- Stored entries
"""
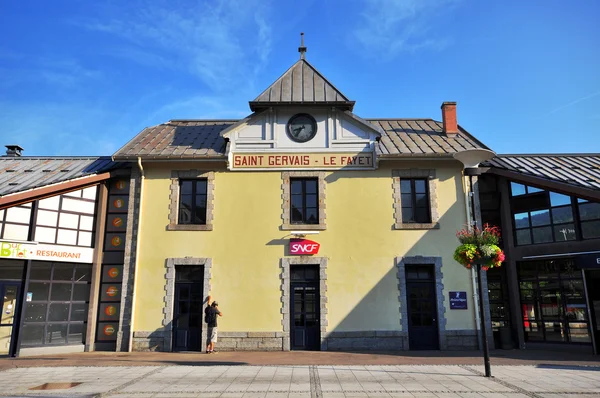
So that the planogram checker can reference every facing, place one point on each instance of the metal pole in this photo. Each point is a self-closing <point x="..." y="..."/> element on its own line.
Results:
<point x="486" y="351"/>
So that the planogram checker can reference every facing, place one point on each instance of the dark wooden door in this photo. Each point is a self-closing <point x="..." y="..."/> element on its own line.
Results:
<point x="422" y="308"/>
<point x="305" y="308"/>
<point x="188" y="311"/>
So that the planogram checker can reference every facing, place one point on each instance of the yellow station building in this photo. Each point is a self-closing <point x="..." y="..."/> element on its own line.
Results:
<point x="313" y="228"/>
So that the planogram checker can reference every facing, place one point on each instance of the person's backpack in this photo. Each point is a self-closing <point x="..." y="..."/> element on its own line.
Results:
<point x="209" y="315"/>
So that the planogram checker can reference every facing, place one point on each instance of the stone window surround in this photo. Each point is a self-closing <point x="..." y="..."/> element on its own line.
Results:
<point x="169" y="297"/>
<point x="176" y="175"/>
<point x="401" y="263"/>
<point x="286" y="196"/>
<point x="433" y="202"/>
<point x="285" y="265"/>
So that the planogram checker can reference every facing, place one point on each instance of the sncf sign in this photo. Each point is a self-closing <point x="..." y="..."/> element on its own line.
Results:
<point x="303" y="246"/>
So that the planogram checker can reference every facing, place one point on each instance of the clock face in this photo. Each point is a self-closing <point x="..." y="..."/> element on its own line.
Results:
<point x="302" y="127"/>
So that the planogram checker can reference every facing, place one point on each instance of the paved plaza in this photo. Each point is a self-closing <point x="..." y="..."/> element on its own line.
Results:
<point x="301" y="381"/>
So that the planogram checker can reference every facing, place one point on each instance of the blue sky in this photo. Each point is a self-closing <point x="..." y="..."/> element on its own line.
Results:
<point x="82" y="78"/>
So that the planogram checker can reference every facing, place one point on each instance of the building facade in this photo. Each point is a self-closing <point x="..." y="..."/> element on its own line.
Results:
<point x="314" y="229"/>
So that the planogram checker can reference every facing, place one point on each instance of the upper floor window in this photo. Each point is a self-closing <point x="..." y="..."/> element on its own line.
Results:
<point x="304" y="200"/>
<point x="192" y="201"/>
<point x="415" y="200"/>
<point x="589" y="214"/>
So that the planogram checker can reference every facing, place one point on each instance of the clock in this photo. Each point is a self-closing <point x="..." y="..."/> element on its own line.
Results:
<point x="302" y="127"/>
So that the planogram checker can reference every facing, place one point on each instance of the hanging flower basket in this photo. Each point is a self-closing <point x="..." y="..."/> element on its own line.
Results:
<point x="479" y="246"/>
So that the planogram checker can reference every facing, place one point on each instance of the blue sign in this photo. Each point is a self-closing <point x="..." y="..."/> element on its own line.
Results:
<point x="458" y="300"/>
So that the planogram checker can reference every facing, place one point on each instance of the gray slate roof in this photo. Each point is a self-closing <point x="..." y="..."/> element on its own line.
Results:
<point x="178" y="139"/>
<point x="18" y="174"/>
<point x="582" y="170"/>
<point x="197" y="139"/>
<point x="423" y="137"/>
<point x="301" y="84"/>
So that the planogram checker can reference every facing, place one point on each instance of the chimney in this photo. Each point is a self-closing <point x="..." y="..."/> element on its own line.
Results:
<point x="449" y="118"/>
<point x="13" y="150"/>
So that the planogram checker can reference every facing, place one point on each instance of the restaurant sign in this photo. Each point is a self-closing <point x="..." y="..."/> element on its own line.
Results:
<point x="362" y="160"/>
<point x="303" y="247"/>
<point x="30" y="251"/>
"""
- Exercise brief
Rewrite the material above with "planogram checker" swapped for "shelf audit tool" everywhere and nothing else changed, omitting the pictures.

- Problem solution
So that the shelf audit tool can reference every facing, place one point on each instance of the metal pole in this photo. Each point is a self-closing <point x="..." y="..."/> element on its own line.
Results:
<point x="486" y="351"/>
So that the shelf audit tool can reference every facing, place one point on each instance of the dark wooden door in this photo. Each point is a self-closing <point x="..." y="..."/> element on its own line.
Results:
<point x="422" y="308"/>
<point x="305" y="308"/>
<point x="188" y="311"/>
So that the shelf audit tool can reference every facing, place one point on each instance of the yellow station building in this photo. Each point is a self-closing <point x="..." y="..."/> element on its own line.
Results:
<point x="313" y="228"/>
So that the shelf audit tool can reference every facing, place one point on each instance of the person's backpack in this photo. Each point is a self-closing <point x="..." y="..."/> element on its own line.
Results:
<point x="209" y="315"/>
So that the shelf audit tool can reference every facing, place one point on each instance of the stone window surround in this photo. Each point is a self-closing <point x="..." y="..."/> element on its own line.
Results:
<point x="169" y="297"/>
<point x="176" y="175"/>
<point x="401" y="263"/>
<point x="286" y="196"/>
<point x="433" y="202"/>
<point x="285" y="265"/>
So that the shelf audit tool can reference every facing, place one point on each instance of the sncf sign in this photo. Each point is a self-closing <point x="..." y="..."/> element on its own line.
Results:
<point x="303" y="246"/>
So that the shelf audit tool can reference every facing, place one point on each instance of the clock face in this photo. Each point is a self-closing <point x="..." y="..."/> element on its own line.
Results:
<point x="302" y="127"/>
So that the shelf audit tool can reference every facing, place one point on each instance of the paved plaza in this photo. Each point is a self-closing <point x="..." y="..."/> element on its own line.
Results:
<point x="301" y="381"/>
So that the shelf audit tool can reference every facing, place one point on each instance of the blue sky in this photo. Each point is a self-closing <point x="..." y="..."/> element on its own line.
Results:
<point x="82" y="78"/>
So that the shelf audit tool can reference every facing, place one point on each instance of the building facade in this photo. Each point is a self-closing <point x="..." y="..."/> element on its own line.
Results:
<point x="314" y="229"/>
So that the shelf audit tool can reference every facing, place one point on each instance of the upper floor window in this photo. Each point is a self-closing <point x="..." y="..."/> element on its own line.
Results:
<point x="304" y="200"/>
<point x="192" y="201"/>
<point x="415" y="200"/>
<point x="589" y="214"/>
So that the shelf audit tool can reference every facing, place one point on each instance of the clock in this photo. Each point is a self-closing <point x="..." y="..."/> element on its own line.
Results:
<point x="302" y="127"/>
So that the shelf audit tool can reference every facing, place one point on each instance of the hanging flower basket in this photo. Each point is a self-closing <point x="..." y="..."/> element on its own line.
Results:
<point x="479" y="246"/>
So that the shelf audit tool can reference every facing, place one point on each instance of the blue sign in this photo. Each point is a self-closing <point x="..." y="..."/> element on its own line.
Results:
<point x="458" y="300"/>
So that the shelf audit tool can reference every facing, place one point on each instance of the gray slate roof in this photo. Each point is a self-closing <point x="..." y="..."/> element on its own line.
Results:
<point x="178" y="139"/>
<point x="18" y="174"/>
<point x="582" y="170"/>
<point x="197" y="139"/>
<point x="423" y="137"/>
<point x="301" y="84"/>
So that the shelf audit tool can reference every facing, place one point on each instance of the chimney in this photo. Each point is a self-closing <point x="..." y="..."/> element on its own line.
Results:
<point x="449" y="118"/>
<point x="13" y="150"/>
So that the shelf audit tool can reference every facing, place one point on each instance of the restaurant sign in this photo. Each point is a self-closing <point x="..." y="..."/> element on its own line.
Results:
<point x="362" y="160"/>
<point x="303" y="247"/>
<point x="30" y="251"/>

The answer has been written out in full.